▸ WHAT NEEDS TO BE DONE:
Without including any picture, transcribe the entries below word for word.

▸ DATA TO USE:
================================
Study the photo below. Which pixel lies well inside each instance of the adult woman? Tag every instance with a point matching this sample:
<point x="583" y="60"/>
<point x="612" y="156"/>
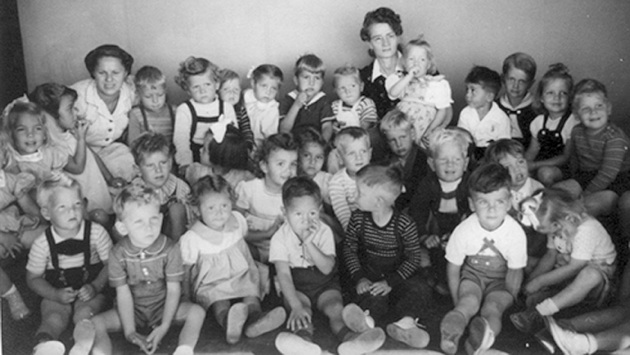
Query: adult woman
<point x="104" y="101"/>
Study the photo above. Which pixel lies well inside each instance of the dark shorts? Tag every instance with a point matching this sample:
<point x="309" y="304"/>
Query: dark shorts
<point x="312" y="282"/>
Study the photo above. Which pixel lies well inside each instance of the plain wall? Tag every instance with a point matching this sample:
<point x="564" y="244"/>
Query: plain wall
<point x="591" y="37"/>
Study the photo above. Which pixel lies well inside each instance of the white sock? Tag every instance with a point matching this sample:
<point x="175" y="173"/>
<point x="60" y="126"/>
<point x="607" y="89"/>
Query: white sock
<point x="547" y="308"/>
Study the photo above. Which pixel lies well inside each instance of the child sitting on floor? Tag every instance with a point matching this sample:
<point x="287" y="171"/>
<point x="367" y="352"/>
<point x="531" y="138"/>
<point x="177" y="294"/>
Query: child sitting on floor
<point x="486" y="255"/>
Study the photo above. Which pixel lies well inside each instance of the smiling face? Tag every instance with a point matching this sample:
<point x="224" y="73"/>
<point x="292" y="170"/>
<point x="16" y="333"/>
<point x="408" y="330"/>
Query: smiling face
<point x="109" y="75"/>
<point x="156" y="168"/>
<point x="491" y="208"/>
<point x="201" y="88"/>
<point x="383" y="40"/>
<point x="29" y="134"/>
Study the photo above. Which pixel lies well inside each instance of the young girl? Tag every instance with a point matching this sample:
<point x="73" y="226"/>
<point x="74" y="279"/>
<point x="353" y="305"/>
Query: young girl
<point x="203" y="112"/>
<point x="579" y="263"/>
<point x="550" y="147"/>
<point x="153" y="113"/>
<point x="261" y="103"/>
<point x="599" y="161"/>
<point x="261" y="199"/>
<point x="68" y="133"/>
<point x="425" y="98"/>
<point x="230" y="92"/>
<point x="227" y="158"/>
<point x="221" y="273"/>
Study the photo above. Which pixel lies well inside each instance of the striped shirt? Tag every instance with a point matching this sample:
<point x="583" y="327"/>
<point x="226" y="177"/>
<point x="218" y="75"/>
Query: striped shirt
<point x="382" y="243"/>
<point x="605" y="152"/>
<point x="39" y="259"/>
================================
▸ YOUR RESPONSE:
Study the photo below. Which pixel lies well inside each instance of the adult woman? Tag every instance with a point matching this sample:
<point x="583" y="60"/>
<point x="612" y="156"/>
Query: adult woman
<point x="104" y="101"/>
Study the photo above. Which pixel lies well inside each instance of the dark shorts? Tag every instance with a point matching this sample:
<point x="309" y="304"/>
Query: dark shorts
<point x="312" y="282"/>
Study the photo above. Which pixel lies well inside each instance of the plain wall? Tag every instance with a point matching this sample:
<point x="564" y="244"/>
Query: plain wall
<point x="591" y="37"/>
Study the photo above. Which pixel lies well inside each instance of the white sock? Tag every instance with a point matching this sample:
<point x="175" y="173"/>
<point x="60" y="126"/>
<point x="607" y="89"/>
Query: white sock
<point x="547" y="308"/>
Study the photo above. Which pixel lies well inside each instance of the child sitting on floor? Tag every instance with a point matching this sample:
<point x="287" y="171"/>
<point x="367" y="352"/>
<point x="531" y="138"/>
<point x="177" y="294"/>
Query: child sitting on floor
<point x="486" y="255"/>
Study the photo above. Which pixel lies well inside each instance of the smiling face? Tag every instance with a point matching this sample:
<point x="224" y="73"/>
<point x="292" y="170"/>
<point x="16" y="333"/>
<point x="408" y="330"/>
Query: smiling face
<point x="109" y="75"/>
<point x="156" y="168"/>
<point x="491" y="208"/>
<point x="201" y="88"/>
<point x="383" y="40"/>
<point x="29" y="134"/>
Study the photo above. Which pixel lies well inside each instance of the young girl? Tag every instance with a point matching this sample:
<point x="73" y="226"/>
<point x="74" y="279"/>
<point x="353" y="305"/>
Query: young girl
<point x="203" y="112"/>
<point x="579" y="263"/>
<point x="550" y="147"/>
<point x="153" y="113"/>
<point x="261" y="103"/>
<point x="599" y="161"/>
<point x="261" y="199"/>
<point x="68" y="133"/>
<point x="425" y="98"/>
<point x="230" y="92"/>
<point x="227" y="158"/>
<point x="221" y="273"/>
Study the photo above. Which pixel lies well inside each instance of the striped shirt? Tag every instance with a point matching this sample:
<point x="583" y="327"/>
<point x="226" y="177"/>
<point x="218" y="75"/>
Query: striped shirt
<point x="382" y="243"/>
<point x="605" y="152"/>
<point x="39" y="259"/>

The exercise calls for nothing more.